##### Estratto del documento #####
La clava di un attacco Rafah parla dunque alla destra israeliana, ma parla soprattutto ad Hamas: l’offerta «estremamente generosa» che ha ricevuto, come l’ha definita il segretario di Stato Usa Antony Blinken, arrivato ieri sera in Israele, è l’ultima offerta per scongiurare l’attacco che innescherebbe una catastrofe umanitaria e rischierebbe di far saltare 40 anni di buon vicinato con l’Egitto; ma sarebbe anche devastante per Hamas e per i suoi leader, braccati nella loro ultima roccaforte.

 

I dettagli della bozza non sono noti, e le indiscrezioni sono contraddittorie. Ma l’architrave è pronta e solida, i nodi da risolvere «ci sono» ma «non sono insormontabili». La bozza prevede il rilascio di ostaggi: dovrebbero essere 33 tra donne, anziani e malati, ma il numero dipende dagli accordi sui singoli nomi. In cambio, Israele offre un cessate il fuoco di 40 giorni, più breve se ci saranno meno ostaggi liberi. Poi la liberazione di tutti gli altri arriverebbe in cambio di un periodo lungo di «relativa calma», si parla di un anno. Sono punti su cui si tratta per limare. Hamas vorrebbe un impegno scritto formale per la fine del conflitto, non una generica “disponibilità” a una lunga tregua.

 

I mediatori di Hamas sono già tornati in Qatar, e la bozza è arrivata al loro leader Yahya Sinwar e alla Jihad islamica a Gaza. La stanno discutendo. Se ci saranno i margini per procedere, una delegazione israeliana andrà al Cairo a definire i dettagli dell’accordo. Altrimenti, se Sinwar dice «no» o chiede l’impossibile, si torna alla clava. Il gabinetto di guerra, cancellato ieri, è spostato a giovedì sera, e la politica lascerebbe il campo alla guerra. La Casa Bianca, per cui attaccare Rafah è «una cattiva idea», è al fianco dell’alleato ma vigila sulla tutela dei civili. Blinken è già in Israele, a concretizzare la pressione di Biden sugli aiuti umanitari. Finalmente l’aumento è reale, ha detto ieri il segretario generale dell’Onu Guterres chiedendo però a Israele di smettere di ostacolarli. Ieri il ministro degli Interni Moshe Arbel ha impedito l’ingresso, in Israele e a Gaza, del direttore dell’Unrwa, Philippe Lazzarini. Intanto, il molo temporaneo per gli aiuti costruito dagli Usa «sarà completato nei prossimi giorni», avverte Washington.
#####
#### Obiettivo:
Nell'estratto sulla bozza di accordo tra Israele e Hamas, quanti giorni di cessate il fuoco offre Israele in cambio del rilascio degli ostaggi? I dati qui sotto sono materiale a parte, distinto dall'estratto.
##### Elenco dei dati #####
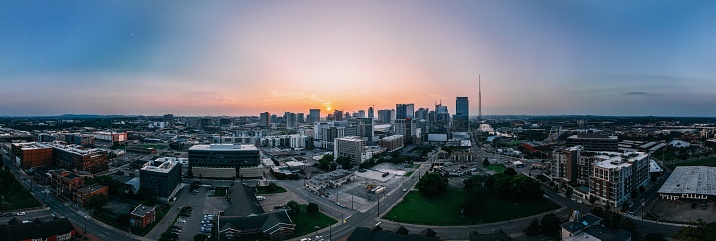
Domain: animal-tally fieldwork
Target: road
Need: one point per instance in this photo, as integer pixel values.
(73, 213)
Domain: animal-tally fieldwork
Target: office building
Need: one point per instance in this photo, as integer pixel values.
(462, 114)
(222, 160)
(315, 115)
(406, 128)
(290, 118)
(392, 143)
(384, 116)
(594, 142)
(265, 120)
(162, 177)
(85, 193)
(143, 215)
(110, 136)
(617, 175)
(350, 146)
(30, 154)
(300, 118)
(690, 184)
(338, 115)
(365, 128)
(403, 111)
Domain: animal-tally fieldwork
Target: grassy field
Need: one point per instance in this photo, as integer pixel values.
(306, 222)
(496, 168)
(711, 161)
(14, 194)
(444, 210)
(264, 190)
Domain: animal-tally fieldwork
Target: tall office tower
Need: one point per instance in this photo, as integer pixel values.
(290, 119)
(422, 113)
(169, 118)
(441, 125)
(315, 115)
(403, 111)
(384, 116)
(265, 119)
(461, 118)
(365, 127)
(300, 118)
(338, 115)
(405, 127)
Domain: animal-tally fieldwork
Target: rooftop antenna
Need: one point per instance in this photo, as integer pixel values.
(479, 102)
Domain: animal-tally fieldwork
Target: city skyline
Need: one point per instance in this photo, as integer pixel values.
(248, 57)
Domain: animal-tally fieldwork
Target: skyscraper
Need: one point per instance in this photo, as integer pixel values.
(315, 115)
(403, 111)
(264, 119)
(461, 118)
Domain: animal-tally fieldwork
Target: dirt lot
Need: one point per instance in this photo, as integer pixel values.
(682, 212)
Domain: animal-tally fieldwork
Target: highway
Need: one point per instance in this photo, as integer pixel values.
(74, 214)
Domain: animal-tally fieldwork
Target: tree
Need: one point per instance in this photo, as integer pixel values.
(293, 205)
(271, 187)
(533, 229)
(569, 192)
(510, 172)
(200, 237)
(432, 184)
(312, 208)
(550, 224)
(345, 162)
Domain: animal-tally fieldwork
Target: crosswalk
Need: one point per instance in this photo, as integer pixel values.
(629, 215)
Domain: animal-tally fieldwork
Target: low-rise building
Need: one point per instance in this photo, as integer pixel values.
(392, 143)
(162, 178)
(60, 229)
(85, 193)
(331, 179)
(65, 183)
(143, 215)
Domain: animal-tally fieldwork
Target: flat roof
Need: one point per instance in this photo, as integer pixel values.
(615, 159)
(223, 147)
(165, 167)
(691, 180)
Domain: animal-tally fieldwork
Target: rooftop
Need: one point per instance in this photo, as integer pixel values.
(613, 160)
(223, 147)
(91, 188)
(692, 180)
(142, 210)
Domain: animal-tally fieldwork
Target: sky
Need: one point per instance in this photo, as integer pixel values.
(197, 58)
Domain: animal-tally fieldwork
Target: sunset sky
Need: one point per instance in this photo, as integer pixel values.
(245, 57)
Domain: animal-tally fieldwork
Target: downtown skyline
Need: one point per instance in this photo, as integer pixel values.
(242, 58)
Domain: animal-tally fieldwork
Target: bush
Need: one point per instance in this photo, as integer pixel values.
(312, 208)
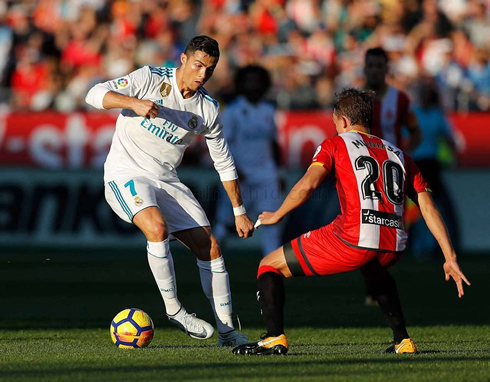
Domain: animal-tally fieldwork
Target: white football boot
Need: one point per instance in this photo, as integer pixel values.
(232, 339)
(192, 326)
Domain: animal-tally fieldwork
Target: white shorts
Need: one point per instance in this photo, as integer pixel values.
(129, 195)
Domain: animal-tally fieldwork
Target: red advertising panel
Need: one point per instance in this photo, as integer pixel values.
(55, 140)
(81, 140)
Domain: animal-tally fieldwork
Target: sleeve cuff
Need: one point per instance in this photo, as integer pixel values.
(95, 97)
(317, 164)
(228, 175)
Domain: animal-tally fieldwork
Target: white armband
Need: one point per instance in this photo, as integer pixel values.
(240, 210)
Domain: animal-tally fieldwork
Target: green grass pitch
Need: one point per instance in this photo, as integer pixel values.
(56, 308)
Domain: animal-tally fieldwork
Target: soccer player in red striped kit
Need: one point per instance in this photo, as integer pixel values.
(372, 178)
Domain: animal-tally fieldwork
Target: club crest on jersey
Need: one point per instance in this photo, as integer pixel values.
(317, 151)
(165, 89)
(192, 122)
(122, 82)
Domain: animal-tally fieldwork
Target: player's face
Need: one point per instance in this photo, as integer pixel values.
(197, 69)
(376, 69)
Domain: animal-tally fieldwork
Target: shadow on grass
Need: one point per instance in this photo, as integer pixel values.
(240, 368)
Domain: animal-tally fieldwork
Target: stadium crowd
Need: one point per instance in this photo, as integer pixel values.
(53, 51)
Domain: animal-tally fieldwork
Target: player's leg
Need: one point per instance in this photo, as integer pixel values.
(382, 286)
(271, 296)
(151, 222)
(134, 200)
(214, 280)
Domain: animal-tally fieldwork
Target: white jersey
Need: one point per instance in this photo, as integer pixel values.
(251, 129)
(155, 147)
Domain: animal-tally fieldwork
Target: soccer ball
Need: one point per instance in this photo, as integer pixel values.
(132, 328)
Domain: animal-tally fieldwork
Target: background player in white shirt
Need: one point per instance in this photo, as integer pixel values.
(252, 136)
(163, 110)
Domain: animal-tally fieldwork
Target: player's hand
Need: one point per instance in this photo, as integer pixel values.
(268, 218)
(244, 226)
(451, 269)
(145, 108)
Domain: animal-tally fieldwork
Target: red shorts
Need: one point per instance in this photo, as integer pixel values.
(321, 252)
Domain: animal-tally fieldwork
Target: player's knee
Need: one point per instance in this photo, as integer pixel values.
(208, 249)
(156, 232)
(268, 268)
#####
##### Elenco dei dati #####
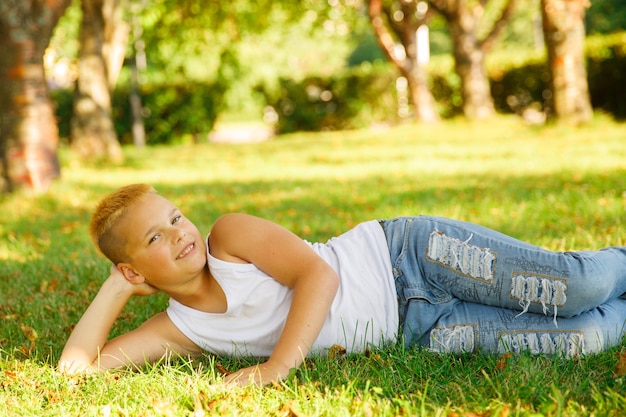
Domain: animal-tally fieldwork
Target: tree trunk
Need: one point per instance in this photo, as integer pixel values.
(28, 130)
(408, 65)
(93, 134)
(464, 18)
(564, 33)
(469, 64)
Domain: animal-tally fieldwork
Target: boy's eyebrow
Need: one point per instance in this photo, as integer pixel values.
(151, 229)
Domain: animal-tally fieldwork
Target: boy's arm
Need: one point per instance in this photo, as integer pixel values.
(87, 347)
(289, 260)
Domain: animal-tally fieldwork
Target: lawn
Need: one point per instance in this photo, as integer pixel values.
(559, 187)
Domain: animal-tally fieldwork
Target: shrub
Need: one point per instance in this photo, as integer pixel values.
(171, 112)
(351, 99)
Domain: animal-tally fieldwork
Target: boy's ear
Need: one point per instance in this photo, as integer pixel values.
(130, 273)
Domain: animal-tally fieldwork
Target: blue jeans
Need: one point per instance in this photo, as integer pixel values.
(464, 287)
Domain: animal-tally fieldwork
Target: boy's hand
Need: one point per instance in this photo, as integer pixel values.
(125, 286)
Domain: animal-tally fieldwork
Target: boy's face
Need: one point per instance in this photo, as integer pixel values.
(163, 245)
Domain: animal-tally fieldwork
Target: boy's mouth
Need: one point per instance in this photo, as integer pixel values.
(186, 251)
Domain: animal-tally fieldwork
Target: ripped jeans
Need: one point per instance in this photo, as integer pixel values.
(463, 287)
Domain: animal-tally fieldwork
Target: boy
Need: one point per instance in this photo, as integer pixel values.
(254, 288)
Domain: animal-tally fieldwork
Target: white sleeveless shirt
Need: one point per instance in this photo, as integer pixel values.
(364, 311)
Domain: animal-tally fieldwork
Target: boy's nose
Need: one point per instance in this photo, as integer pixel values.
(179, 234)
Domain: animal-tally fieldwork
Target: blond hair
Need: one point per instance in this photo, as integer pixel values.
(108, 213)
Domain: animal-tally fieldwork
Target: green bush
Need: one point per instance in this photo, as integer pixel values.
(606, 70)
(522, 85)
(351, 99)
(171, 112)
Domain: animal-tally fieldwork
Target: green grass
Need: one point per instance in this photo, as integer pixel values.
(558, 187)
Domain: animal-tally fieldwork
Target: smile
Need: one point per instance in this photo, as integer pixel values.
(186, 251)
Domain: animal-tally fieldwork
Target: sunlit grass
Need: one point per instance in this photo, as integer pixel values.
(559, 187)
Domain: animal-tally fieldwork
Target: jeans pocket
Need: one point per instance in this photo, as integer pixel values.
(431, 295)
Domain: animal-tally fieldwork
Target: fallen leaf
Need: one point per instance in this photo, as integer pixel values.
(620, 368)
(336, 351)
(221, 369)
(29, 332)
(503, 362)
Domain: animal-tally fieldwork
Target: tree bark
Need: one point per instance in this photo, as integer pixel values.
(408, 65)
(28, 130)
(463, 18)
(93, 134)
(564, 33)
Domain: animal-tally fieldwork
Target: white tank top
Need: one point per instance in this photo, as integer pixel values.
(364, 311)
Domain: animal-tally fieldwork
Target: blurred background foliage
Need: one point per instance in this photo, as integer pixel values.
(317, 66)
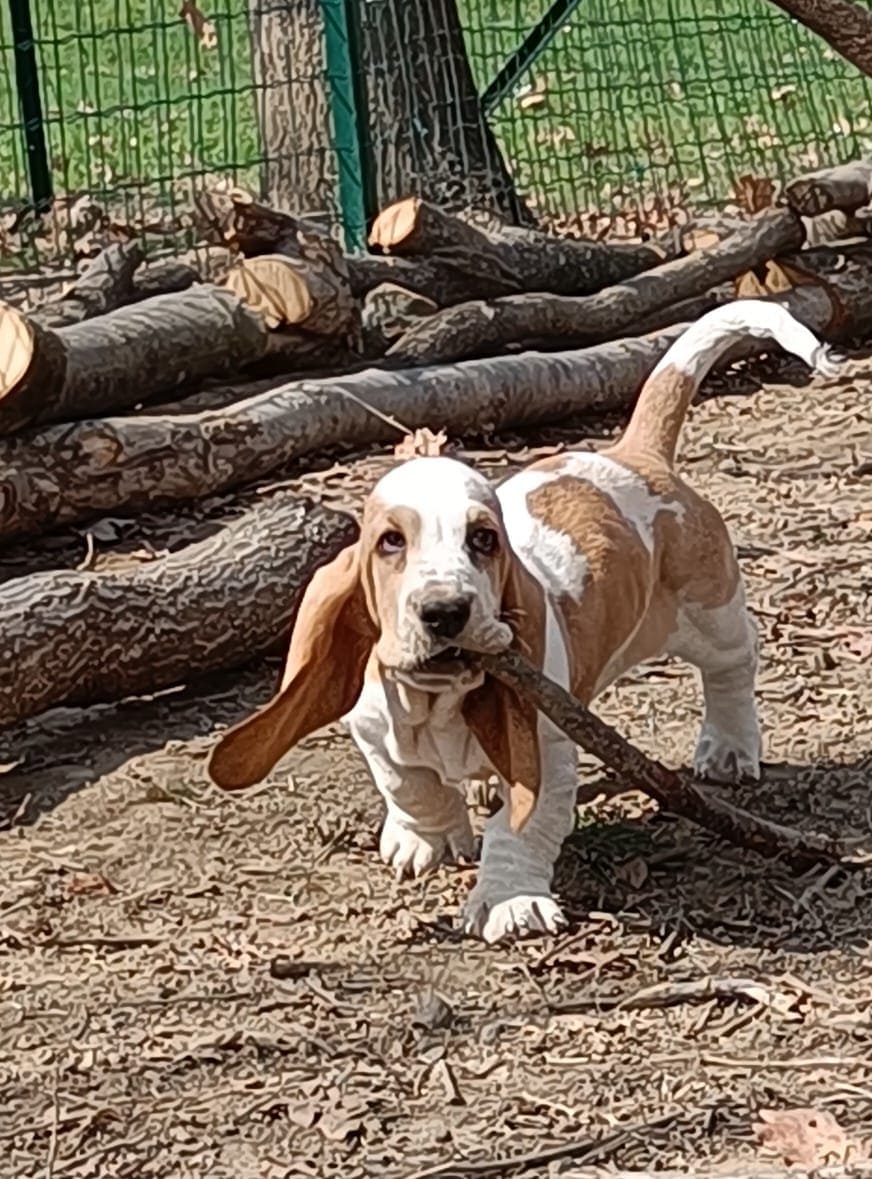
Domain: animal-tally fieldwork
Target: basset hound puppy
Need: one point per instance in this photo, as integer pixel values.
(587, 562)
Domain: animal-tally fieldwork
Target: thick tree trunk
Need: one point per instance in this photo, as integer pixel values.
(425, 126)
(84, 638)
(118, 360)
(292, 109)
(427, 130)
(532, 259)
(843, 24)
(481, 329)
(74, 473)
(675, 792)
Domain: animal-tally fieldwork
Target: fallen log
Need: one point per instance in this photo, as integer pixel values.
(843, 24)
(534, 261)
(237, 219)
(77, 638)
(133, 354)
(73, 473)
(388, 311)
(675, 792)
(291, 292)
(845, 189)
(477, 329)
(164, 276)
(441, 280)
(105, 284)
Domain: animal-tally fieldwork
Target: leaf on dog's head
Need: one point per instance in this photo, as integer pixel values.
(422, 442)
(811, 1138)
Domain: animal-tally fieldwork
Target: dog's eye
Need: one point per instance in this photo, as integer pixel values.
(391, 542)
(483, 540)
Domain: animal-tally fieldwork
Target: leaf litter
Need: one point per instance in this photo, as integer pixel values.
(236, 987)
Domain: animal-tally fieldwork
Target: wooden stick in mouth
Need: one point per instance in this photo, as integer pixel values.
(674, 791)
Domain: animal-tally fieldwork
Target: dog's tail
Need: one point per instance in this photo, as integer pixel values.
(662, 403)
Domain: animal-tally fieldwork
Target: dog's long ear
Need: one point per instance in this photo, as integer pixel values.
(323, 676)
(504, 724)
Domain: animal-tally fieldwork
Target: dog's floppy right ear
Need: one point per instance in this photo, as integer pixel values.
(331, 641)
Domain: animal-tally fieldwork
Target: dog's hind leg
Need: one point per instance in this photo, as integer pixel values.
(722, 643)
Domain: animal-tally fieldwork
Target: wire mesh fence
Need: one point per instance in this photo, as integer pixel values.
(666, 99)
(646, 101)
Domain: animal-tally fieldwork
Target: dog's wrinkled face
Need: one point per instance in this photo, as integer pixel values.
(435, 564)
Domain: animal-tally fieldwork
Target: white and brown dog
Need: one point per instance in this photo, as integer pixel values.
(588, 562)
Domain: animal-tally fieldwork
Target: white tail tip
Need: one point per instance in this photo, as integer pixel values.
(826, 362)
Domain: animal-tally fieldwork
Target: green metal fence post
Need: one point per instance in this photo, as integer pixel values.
#####
#### Risultato dell'esercizio:
Quaranta giorni, con una durata più breve se gli ostaggi liberati saranno meno.